------ INPUT DATA ------

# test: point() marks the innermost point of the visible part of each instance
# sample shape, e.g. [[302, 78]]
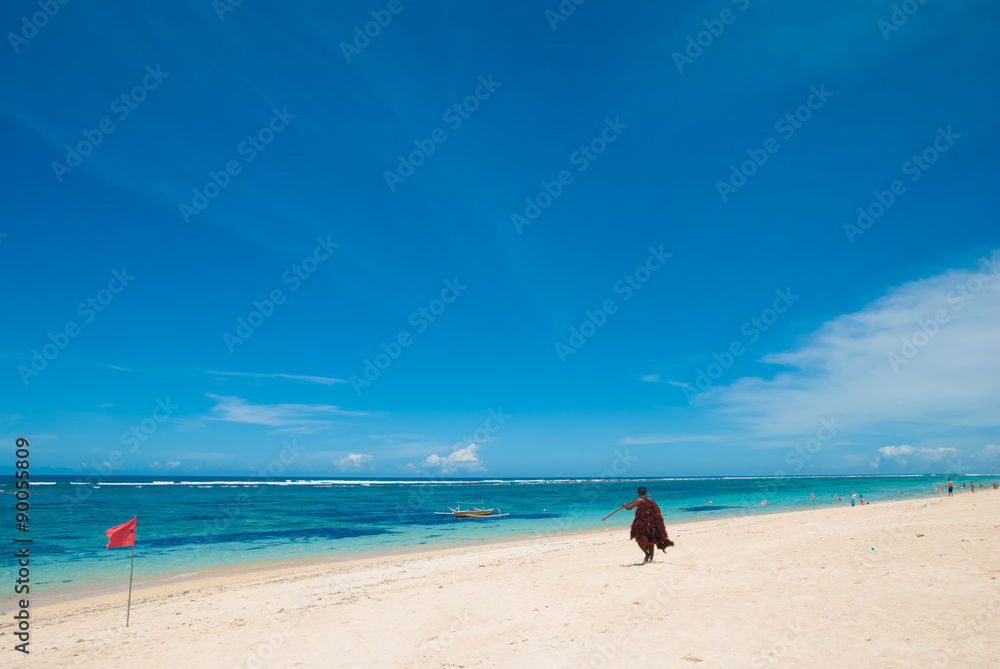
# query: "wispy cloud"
[[322, 380], [648, 439], [464, 459], [950, 377], [353, 462], [300, 416], [929, 454]]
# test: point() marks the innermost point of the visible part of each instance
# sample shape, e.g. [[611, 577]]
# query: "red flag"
[[122, 535]]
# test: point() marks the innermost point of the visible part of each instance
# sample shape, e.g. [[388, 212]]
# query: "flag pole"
[[131, 569]]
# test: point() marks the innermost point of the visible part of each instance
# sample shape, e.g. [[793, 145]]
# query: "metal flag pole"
[[131, 569]]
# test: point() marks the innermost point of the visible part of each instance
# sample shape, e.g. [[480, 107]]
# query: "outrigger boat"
[[471, 512]]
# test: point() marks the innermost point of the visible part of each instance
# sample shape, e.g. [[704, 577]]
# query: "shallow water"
[[190, 525]]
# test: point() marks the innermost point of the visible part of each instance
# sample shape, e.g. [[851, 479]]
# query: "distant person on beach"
[[647, 528]]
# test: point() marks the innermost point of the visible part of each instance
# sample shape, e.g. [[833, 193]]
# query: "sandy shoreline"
[[793, 589]]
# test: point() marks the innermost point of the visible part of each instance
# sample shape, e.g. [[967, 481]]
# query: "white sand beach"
[[783, 590]]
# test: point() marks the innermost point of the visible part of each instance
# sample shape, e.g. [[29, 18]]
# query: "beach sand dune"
[[779, 590]]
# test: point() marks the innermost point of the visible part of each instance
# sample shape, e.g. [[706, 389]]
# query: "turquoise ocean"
[[189, 526]]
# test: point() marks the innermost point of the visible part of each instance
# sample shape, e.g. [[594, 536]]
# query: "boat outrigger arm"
[[471, 512]]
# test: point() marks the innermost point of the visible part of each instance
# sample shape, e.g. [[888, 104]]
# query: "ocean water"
[[193, 525]]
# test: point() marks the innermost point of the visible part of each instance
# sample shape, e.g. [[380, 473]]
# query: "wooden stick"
[[612, 513], [131, 569]]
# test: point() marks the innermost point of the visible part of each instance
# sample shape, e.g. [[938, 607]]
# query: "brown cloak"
[[648, 528]]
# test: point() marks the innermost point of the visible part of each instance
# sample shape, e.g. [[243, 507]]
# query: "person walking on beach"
[[647, 528]]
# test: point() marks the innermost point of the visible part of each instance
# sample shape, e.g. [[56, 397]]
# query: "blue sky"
[[613, 137]]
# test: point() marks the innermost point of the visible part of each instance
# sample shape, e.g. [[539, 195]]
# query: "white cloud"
[[648, 439], [929, 454], [294, 416], [353, 462], [844, 368], [463, 459], [323, 380]]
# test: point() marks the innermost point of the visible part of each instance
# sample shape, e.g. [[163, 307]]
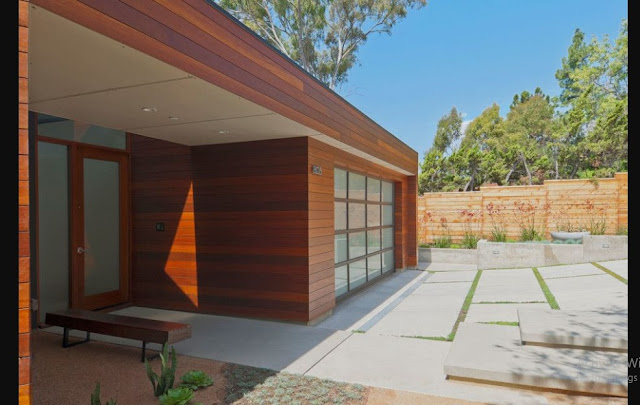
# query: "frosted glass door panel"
[[101, 226], [53, 227]]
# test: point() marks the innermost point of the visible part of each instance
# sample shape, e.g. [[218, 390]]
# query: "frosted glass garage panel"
[[340, 248], [356, 215], [374, 266], [342, 281], [357, 187], [357, 273], [387, 215], [387, 238], [357, 245], [373, 241], [373, 215], [373, 189], [340, 183], [387, 192], [340, 216], [387, 261]]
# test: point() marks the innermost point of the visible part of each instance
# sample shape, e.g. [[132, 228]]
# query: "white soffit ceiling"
[[76, 73]]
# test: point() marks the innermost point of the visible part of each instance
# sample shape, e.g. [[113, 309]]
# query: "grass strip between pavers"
[[606, 270], [503, 323], [465, 306], [545, 289]]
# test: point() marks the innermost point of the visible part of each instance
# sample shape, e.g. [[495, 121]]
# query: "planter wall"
[[493, 255], [439, 255]]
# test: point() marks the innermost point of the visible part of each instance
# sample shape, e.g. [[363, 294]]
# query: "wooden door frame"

------

Word for word, give the data above again, without any images.

# test: point() marks the innermost point of the visible part of each instance
# sample shape, e.g. [[302, 78]]
# query: "wispy cloud"
[[322, 380], [648, 439], [464, 459], [950, 377], [353, 462], [300, 416], [929, 454]]
# test: point() marks the innermost point of the visible part of each instance
# sample shape, e.g. [[611, 577]]
# query: "red flag"
[[122, 535]]
# test: point() marks the innermost point of the visible part of each instance
# sample shape, e.g. [[388, 212]]
# query: "flag pole"
[[131, 569]]
# test: point() marks the innermost point of the visible part of each instance
# sample shape, e.g. [[793, 145]]
# query: "metal flag pole"
[[131, 569]]
# test: point() marks the innermost point of the visible part of each instance
# sample shape, e.g. [[480, 107]]
# query: "outrigger boat"
[[471, 512]]
# test: point() marks the innermost point of the visible part of each instance
# sample shape, e.g. [[704, 577]]
# query: "shallow water"
[[190, 525]]
# test: point() marks the innermost point of the visible part of each instance
# sample shape, e.g. [[851, 479]]
# query: "distant person on beach"
[[647, 528]]
# test: point() marks the innermost point of the visible part of each instance
# sample shape, e.g. [[833, 193]]
# query: "sandy shoreline"
[[793, 589]]
# test: point() marks the innermost point of the visible part of each instance
# sample shape, e.g. [[967, 481]]
# query: "white sand beach"
[[783, 590]]
# test: point() marks the innermost point of the visible part of each instance
# sample shape, e.g. [[29, 18]]
# query: "beach sand dune"
[[779, 590]]
# test: point() marks the innermost point of the visible part of each instance
# sample shape, e.g. [[706, 389]]
# query: "turquoise ocean"
[[189, 526]]
# test: point() marks the innermost point of the visible part of each instance
# sample shape, e.g. [[594, 536]]
# query: "boat outrigger arm"
[[471, 512]]
# test: point() marks the innermost point of the visible part of each instance
# sample shape, e.g. [[888, 104]]
# query: "ocean water"
[[193, 525]]
# test: point() marks the innermost point of the visible part of each instance
# sample shape, e.g. [[380, 473]]
# query: "wooden stick"
[[612, 513], [131, 569]]
# test: point() marks the innermost point of the visible part of each instance
# sample shape, e.g. [[938, 607]]
# query: "brown cloak"
[[648, 528]]
# test: point() marks the innermost point of the visible part of each instance
# sample shape, e.g. [[243, 507]]
# query: "person walking on beach"
[[647, 528]]
# test: point() marks the innermost point of the visible part of each instance
# sample shape, e.g. [[56, 397]]
# query: "blue sky"
[[613, 137]]
# test: point() marks the innermost point of the visible part of each instance
# sample shape, e.g. [[539, 195]]
# query: "white cloud"
[[648, 439], [929, 454], [294, 416], [353, 462], [844, 368], [463, 459], [323, 380]]
# test: point() marks the innermost point of the visible part of each instance
# sample shape, e.g. [[163, 307]]
# query: "frosted glass door panel"
[[101, 226], [53, 227]]
# test: point() marks the innermost point of the visible part of each instance
# sample shape, e.g. [[218, 390]]
# query: "frosted glass garage panel"
[[340, 248], [356, 215], [374, 266], [342, 281], [357, 187], [357, 273], [387, 215], [387, 238], [357, 245], [373, 241], [373, 215], [373, 189], [340, 183], [387, 192], [340, 216], [387, 261]]
# test: point() marks the innermost point of the visible part of each instance
# sample shape, e.g. [[132, 228]]
# query: "white soffit ceiling"
[[76, 73]]
# test: point() marks the innermost point of the visible part of each instance
# sample shape, e.g. [[113, 309]]
# query: "grass strip between pavers"
[[606, 270], [503, 323], [465, 306], [545, 289]]
# test: point() marks the innermost point of the visible part of each instance
# sample shape, e.g. [[495, 121]]
# query: "planter wall"
[[493, 255], [439, 255]]
# test: point() marks the innermost point of the visible part of each instance
# sample shape, e.g. [[363, 294]]
# query: "wooden door frame"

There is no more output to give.